Items from a data source
+ + + + + + +

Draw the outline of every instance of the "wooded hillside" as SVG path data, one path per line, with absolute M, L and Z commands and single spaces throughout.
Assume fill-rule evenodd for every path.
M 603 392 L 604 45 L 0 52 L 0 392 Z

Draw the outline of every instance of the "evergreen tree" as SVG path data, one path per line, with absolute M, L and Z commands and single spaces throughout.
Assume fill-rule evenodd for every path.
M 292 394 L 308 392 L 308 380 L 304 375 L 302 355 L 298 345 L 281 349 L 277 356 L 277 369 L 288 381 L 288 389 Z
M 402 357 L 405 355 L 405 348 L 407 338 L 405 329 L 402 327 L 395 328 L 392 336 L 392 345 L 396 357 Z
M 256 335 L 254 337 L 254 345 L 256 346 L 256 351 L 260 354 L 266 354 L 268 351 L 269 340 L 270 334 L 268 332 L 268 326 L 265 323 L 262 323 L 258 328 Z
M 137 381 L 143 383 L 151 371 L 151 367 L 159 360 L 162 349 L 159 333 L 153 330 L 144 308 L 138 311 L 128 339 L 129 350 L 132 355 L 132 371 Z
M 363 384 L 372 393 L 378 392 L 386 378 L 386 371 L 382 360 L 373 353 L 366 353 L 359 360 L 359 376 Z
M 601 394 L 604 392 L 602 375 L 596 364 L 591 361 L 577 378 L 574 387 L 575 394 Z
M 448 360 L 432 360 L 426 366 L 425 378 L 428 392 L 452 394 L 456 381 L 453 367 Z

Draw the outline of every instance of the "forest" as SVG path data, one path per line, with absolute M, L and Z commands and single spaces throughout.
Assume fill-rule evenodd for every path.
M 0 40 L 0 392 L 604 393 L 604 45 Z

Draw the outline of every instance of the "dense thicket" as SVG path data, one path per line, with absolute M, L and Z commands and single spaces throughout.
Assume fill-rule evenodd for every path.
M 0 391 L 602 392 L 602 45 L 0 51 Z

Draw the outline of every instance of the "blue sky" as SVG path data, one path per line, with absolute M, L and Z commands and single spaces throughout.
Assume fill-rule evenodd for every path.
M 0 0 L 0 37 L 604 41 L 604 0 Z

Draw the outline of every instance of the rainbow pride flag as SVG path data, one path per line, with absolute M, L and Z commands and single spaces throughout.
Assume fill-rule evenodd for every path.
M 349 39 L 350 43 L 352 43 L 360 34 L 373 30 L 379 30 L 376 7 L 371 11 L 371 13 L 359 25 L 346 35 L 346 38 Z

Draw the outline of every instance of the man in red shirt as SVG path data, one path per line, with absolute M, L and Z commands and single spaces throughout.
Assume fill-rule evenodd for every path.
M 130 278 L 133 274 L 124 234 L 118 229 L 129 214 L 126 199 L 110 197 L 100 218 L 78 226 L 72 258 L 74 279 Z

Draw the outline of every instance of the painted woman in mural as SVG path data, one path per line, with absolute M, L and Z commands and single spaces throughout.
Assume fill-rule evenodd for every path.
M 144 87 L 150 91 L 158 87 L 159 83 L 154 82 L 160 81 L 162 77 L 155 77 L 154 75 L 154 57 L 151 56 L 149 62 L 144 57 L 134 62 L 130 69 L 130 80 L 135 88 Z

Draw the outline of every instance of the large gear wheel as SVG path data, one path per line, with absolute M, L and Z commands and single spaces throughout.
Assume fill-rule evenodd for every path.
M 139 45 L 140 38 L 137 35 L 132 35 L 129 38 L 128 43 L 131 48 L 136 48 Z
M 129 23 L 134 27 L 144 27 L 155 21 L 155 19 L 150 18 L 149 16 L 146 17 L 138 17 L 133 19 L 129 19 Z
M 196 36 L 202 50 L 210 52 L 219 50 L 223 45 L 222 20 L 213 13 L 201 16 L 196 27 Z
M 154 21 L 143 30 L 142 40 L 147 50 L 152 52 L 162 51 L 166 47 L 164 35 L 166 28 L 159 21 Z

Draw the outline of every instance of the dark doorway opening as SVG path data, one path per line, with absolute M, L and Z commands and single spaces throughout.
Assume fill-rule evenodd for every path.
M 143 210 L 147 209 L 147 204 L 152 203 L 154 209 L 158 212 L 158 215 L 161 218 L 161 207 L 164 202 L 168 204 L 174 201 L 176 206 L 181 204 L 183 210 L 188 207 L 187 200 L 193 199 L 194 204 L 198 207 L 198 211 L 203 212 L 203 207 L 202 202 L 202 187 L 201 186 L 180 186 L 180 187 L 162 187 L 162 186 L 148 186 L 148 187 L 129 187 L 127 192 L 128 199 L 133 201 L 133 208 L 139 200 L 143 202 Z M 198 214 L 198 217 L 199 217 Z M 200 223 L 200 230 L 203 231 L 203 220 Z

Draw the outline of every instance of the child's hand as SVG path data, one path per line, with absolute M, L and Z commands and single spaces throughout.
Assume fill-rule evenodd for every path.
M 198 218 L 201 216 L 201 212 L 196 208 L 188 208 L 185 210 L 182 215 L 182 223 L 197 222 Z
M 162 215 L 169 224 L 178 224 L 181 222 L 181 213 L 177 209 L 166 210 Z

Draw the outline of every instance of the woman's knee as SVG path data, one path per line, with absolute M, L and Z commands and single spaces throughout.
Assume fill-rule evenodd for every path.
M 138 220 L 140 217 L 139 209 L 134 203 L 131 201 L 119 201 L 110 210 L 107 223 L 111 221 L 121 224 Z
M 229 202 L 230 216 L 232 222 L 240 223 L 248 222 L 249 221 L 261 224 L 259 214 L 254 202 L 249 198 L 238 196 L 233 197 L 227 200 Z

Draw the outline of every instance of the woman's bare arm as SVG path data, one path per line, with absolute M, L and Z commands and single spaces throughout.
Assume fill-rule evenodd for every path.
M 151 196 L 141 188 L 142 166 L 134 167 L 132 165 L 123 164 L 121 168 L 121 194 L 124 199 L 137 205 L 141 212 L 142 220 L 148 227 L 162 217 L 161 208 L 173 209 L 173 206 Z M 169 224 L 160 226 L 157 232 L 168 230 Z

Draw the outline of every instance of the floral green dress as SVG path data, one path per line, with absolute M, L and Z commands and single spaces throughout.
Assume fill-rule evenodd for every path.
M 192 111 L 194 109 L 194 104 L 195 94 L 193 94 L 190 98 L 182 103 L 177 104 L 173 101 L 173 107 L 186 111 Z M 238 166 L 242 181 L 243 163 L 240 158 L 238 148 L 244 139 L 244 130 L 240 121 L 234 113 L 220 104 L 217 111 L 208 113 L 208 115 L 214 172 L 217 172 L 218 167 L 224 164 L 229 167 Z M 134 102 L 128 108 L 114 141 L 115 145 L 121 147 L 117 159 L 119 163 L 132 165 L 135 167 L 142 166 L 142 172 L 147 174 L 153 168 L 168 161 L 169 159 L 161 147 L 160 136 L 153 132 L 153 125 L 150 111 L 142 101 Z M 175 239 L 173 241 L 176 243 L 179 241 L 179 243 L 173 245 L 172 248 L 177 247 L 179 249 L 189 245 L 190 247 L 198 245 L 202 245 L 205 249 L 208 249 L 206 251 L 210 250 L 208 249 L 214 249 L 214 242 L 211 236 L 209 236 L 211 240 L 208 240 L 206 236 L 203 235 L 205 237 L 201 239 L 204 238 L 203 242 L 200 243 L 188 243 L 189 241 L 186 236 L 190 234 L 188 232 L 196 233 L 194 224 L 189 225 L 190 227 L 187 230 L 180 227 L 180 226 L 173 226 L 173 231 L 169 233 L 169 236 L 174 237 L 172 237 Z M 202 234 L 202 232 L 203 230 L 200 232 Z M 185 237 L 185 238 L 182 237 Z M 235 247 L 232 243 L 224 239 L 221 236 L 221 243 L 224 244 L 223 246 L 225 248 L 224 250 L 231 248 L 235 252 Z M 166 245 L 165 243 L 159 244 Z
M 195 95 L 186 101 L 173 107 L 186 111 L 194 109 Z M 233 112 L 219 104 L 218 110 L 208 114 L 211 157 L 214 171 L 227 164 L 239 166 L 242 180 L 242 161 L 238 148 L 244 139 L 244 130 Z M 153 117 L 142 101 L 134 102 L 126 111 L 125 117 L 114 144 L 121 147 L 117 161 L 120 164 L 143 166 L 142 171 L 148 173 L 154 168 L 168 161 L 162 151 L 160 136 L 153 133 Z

+ + + + + + +

Task directions:
Convert the lines starting at the one containing "Draw the outline of every instance of the child's" and ending at the one containing "M 162 215 L" into a JSON list of strings, one string per line, leaving out any blank lines.

Result:
[
  "Draw the outline of every instance of the child's hand as SVG path data, one path per line, with absolute M, L and Z commands and single spaces throughout.",
  "Assume fill-rule evenodd for every path.",
  "M 198 218 L 201 216 L 201 212 L 196 208 L 188 208 L 185 210 L 182 215 L 182 223 L 197 222 Z",
  "M 162 215 L 169 224 L 178 224 L 181 222 L 181 213 L 177 209 L 166 210 Z"
]